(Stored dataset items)

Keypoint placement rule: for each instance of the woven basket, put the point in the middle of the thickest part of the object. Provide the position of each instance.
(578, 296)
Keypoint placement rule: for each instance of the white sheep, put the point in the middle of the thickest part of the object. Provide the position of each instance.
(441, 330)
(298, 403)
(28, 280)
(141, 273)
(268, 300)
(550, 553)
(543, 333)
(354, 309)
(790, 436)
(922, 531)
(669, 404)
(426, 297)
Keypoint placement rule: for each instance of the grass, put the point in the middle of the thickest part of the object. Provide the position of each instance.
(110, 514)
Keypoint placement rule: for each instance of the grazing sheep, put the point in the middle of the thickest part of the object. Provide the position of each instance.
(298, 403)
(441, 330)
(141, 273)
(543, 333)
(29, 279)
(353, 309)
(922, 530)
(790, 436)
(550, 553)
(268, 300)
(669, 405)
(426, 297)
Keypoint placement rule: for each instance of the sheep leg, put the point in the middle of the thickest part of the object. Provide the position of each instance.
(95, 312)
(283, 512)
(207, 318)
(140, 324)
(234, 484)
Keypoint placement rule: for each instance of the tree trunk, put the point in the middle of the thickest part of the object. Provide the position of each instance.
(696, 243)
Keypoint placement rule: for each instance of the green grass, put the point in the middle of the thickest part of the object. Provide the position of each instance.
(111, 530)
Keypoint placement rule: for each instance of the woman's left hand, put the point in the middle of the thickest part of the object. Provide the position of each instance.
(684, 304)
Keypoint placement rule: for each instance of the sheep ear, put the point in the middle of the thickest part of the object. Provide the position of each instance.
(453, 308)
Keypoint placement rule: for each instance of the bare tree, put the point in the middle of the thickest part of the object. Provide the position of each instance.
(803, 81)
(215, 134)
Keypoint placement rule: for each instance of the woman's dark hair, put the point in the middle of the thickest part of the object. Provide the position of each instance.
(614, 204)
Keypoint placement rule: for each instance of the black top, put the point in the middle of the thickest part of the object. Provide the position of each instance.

**REQUIRED WORK:** With the line containing "Keypoint placement rule: for each instance of the bare" as the first and the last line above as the final one, copy those lines exactly and no others.

**WRITTEN SOLUTION:**
Keypoint placement rule: for each instance of the bare tree, put the point in the middle of the thickest part of the object. Provide the position of each instance.
(803, 81)
(215, 134)
Keypoint placement rule: for each instance of the woman's dark hair, put the point in the middle of the thickest part of the object. Provide the position of each instance.
(614, 204)
Keypoint placement rule: for each instance of the black top, put the point in the middle of the thickest part of the object. Provide the position of each instance.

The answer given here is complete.